** Start Data extract **

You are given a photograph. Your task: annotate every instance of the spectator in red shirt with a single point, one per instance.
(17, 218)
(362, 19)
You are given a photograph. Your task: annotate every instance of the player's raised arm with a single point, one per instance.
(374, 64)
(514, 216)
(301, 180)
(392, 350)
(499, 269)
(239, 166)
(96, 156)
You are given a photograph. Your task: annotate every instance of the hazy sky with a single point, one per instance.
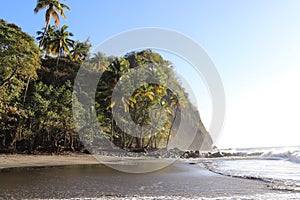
(255, 45)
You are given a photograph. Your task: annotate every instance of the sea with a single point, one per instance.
(278, 166)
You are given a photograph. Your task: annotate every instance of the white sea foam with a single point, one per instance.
(277, 196)
(280, 166)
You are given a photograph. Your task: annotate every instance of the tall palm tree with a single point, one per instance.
(80, 51)
(53, 9)
(61, 43)
(44, 39)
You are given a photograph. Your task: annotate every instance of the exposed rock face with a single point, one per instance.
(190, 132)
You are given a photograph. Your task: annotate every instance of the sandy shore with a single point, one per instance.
(19, 160)
(178, 181)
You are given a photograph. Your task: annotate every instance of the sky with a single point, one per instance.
(254, 44)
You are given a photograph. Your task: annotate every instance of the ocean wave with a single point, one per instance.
(292, 155)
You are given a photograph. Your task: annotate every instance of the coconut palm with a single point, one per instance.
(61, 43)
(44, 39)
(53, 9)
(80, 51)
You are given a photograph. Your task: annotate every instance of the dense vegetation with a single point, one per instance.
(36, 86)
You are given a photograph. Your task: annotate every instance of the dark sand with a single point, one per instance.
(86, 179)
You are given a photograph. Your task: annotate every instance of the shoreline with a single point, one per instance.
(181, 179)
(24, 160)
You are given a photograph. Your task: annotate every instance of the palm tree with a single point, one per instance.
(80, 51)
(61, 42)
(54, 9)
(44, 39)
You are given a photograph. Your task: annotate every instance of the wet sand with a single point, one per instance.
(84, 178)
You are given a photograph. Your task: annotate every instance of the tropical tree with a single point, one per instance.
(61, 43)
(44, 39)
(80, 51)
(53, 9)
(19, 61)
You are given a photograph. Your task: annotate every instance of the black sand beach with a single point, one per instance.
(98, 181)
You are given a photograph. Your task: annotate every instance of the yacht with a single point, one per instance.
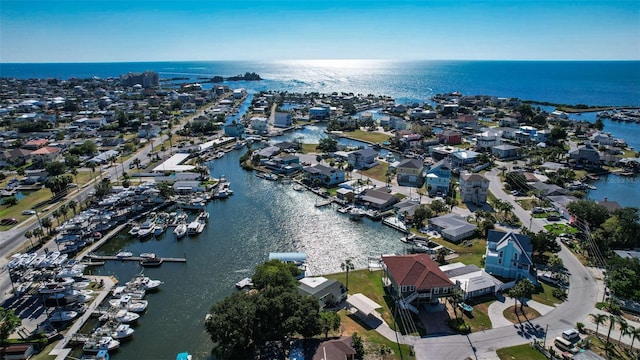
(146, 229)
(127, 303)
(94, 346)
(180, 231)
(62, 316)
(125, 317)
(195, 228)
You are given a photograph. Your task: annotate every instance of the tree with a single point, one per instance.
(327, 144)
(347, 266)
(58, 184)
(47, 224)
(9, 323)
(329, 321)
(598, 319)
(421, 213)
(590, 211)
(358, 345)
(613, 319)
(10, 201)
(73, 205)
(438, 206)
(634, 333)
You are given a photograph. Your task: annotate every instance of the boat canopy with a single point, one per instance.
(288, 256)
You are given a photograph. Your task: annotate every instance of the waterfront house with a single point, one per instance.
(488, 139)
(460, 159)
(561, 204)
(410, 172)
(340, 348)
(474, 188)
(505, 151)
(585, 154)
(282, 120)
(235, 129)
(330, 293)
(286, 164)
(452, 227)
(45, 154)
(328, 176)
(450, 137)
(508, 255)
(319, 112)
(378, 199)
(415, 278)
(438, 178)
(472, 280)
(259, 124)
(363, 158)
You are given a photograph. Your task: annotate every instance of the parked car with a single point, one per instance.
(8, 221)
(571, 334)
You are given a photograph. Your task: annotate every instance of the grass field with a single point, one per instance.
(368, 136)
(520, 352)
(377, 172)
(557, 229)
(545, 296)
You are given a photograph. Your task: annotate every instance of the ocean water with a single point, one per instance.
(264, 216)
(569, 82)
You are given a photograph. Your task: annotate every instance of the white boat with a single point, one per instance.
(127, 303)
(146, 229)
(134, 230)
(158, 230)
(144, 282)
(125, 317)
(195, 228)
(356, 213)
(180, 231)
(124, 254)
(93, 346)
(62, 316)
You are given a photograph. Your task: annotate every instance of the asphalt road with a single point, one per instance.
(583, 293)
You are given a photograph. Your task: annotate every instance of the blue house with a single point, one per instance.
(438, 178)
(508, 255)
(328, 176)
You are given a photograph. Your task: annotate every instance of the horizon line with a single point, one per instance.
(312, 60)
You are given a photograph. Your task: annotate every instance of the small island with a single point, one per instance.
(246, 77)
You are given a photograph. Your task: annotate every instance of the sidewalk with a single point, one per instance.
(497, 309)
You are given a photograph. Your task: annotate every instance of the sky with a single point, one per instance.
(162, 30)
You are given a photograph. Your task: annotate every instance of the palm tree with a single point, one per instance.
(598, 319)
(612, 323)
(624, 326)
(634, 333)
(347, 266)
(47, 224)
(56, 214)
(73, 205)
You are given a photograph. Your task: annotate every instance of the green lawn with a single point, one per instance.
(545, 296)
(368, 136)
(377, 172)
(558, 229)
(520, 352)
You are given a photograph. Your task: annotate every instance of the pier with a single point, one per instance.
(131, 258)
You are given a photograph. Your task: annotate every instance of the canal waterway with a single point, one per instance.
(262, 216)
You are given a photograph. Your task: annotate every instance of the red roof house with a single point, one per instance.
(416, 277)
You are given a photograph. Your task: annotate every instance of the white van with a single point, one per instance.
(565, 345)
(571, 334)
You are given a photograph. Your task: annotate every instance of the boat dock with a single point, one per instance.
(131, 258)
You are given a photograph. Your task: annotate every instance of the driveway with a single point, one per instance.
(583, 293)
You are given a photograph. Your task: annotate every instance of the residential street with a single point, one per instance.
(583, 294)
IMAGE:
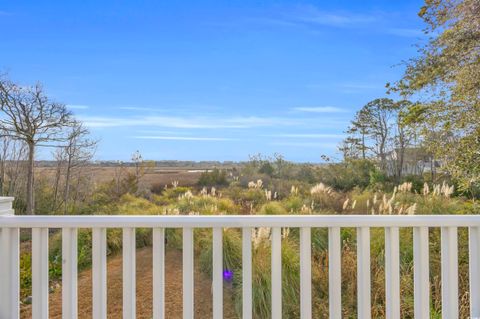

** End Data extract **

Display each line from the rows above that includes the word "ocean".

You are given a photograph. Your task: annotate every instance of the ocean wave with a single point, one per instance.
You are given a photograph. Your task: annotate every instance of the ocean water with a single point, one per instance.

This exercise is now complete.